The pervasive role of contact density can explain the robustness of the many varieties of Gō models that have been used to study folding. The results obtained with a Gō model are sensitive to the model parameters and various energy functional forms used [5,6,12,134-136]. A common means to safeguard against this is to compare folding results for multiple proteins obtained using the same model in light of available experimental data. Simulation results can also be influenced by the experimental structure from which the Gō model is derived, particularly the method used in its solution [137,138]. Note that NtrC exhibits a lower folding barrier than CheY and Spo0F in Figure 1, a result of having fewer native contacts overall and therefore a smoother landscape. The sparser native contacts in NtrC can be attributed to its being based on an NMR solution structure as opposed to the crystal structures for CheY and Spo0F [87]. It is also not uncommon for Gō models to be employed with native dihedral and/or angle restraints in addition to the typical nonbonded native interactions in order to make folding more cooperative [1,139]. Introducing a small desolvation barrier in the nonbonded native interaction potential has been employed as an alternate means of ensuring folding cooperativity [2,12,61,140].

= = = = =

• [TASKS TO COMPLETE]
A) List the proteins named in the passage on Gō models.
B) Continue the passage on Gō models of protein folding, picking up right after its last sentence.

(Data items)
= = = = =

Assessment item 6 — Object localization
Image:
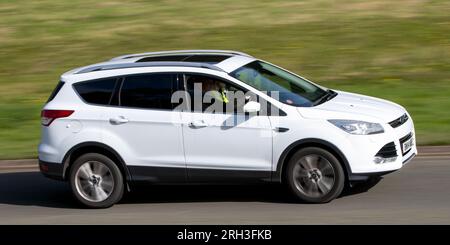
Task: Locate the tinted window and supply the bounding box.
[47,81,64,102]
[120,74,173,109]
[73,78,117,105]
[185,74,250,113]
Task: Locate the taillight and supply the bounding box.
[41,110,74,126]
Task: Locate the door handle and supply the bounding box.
[109,116,129,125]
[188,120,208,128]
[273,127,289,133]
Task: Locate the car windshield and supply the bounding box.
[230,61,329,107]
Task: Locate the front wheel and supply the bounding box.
[69,153,124,208]
[286,147,345,203]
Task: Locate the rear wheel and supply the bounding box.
[286,147,345,203]
[70,153,124,208]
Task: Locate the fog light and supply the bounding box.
[40,164,48,172]
[373,156,397,164]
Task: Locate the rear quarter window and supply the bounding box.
[73,78,117,105]
[47,81,64,103]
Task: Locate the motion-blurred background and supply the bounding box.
[0,0,450,159]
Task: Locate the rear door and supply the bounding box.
[103,73,186,182]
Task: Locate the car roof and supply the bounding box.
[62,50,256,78]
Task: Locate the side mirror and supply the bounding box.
[244,101,261,113]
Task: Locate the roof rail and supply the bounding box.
[76,61,229,74]
[111,49,252,60]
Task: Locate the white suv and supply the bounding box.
[39,50,417,208]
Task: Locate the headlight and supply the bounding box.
[328,120,384,135]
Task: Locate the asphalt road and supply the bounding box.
[0,154,450,224]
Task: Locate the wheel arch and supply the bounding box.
[272,138,351,183]
[63,142,131,182]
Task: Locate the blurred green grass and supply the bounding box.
[0,0,450,159]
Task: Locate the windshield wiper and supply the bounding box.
[314,89,337,106]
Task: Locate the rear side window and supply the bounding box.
[119,74,174,109]
[47,81,64,102]
[73,78,117,105]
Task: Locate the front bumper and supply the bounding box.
[343,112,417,177]
[39,160,64,180]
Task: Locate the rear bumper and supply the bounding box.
[39,160,64,180]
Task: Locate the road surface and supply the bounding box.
[0,151,450,224]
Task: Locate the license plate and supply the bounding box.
[402,138,414,153]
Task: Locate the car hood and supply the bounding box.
[298,91,406,123]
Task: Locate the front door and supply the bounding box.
[181,74,272,182]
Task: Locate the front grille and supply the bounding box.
[400,133,412,156]
[375,142,397,158]
[389,113,409,128]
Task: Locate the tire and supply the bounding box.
[285,147,345,203]
[69,153,125,208]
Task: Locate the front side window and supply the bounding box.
[230,61,328,107]
[119,74,174,109]
[185,74,249,113]
[73,78,117,105]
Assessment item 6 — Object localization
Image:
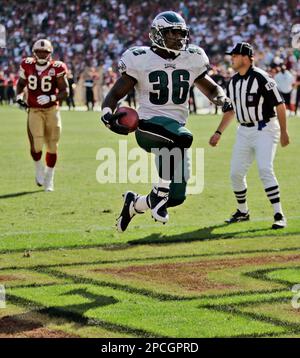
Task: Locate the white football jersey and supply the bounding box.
[119,45,209,124]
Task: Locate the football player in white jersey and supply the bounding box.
[101,11,231,232]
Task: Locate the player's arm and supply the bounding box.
[258,77,290,147]
[209,110,234,147]
[276,103,290,147]
[16,77,28,109]
[56,75,70,102]
[195,74,230,106]
[101,73,137,135]
[102,73,137,112]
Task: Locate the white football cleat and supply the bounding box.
[34,160,45,186]
[148,187,169,224]
[44,167,54,191]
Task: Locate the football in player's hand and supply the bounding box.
[116,107,139,132]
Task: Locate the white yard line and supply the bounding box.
[0,216,300,237]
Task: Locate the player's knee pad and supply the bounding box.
[30,137,44,153]
[167,196,186,208]
[176,133,193,148]
[47,140,58,154]
[259,167,277,185]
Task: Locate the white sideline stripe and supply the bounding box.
[0,216,300,237]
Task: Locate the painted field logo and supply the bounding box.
[0,24,6,48]
[96,140,204,194]
[0,285,6,308]
[292,284,300,309]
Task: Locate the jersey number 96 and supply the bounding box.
[28,75,52,92]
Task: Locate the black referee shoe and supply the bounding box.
[272,213,287,230]
[225,209,250,224]
[116,191,138,232]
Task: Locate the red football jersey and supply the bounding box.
[20,57,67,108]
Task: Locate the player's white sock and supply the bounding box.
[265,185,282,214]
[272,202,283,214]
[234,188,248,213]
[134,195,149,213]
[44,166,54,191]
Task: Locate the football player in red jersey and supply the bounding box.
[17,39,69,191]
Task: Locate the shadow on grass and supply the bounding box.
[0,189,44,200]
[120,223,300,245]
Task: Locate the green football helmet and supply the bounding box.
[149,11,189,55]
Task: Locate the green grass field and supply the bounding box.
[0,107,300,338]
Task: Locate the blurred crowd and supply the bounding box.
[0,0,300,110]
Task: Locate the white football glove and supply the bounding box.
[37,94,51,106]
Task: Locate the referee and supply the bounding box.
[209,42,289,229]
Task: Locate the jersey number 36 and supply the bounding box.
[28,75,52,92]
[149,70,190,105]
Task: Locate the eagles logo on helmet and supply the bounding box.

= = = = =

• [RESULTS OF THE TASKS]
A) NtrC, CheY, Spo0F

B)
Sulkowska and Cieplak recently compared a total of 62 different variations of the Gō potential in reproducing the experimental mechanical unfolding data of 28 proteins [12]. Several of the common functional forms employed for the native contact potential along with both uniform and heterogeneous energy scales were able to accurately reproduce the maximum unfolding force in stretching simulations (R2 ≈ 0.84). Most of the other models investigated came in a close second tier with R2 > 0.70 for the correlation between predicted and experimental unfolding forces. Whitford et al. have compared results obtained from Cα and all-atom Gō models of three proteins [85]. While the Cα models neglected sidechain packing considerations, the correct global folding mechanisms were still obtained. Such studies suggest that the many variations of Gō models that have been employed to date are more alike than they are dissimilar.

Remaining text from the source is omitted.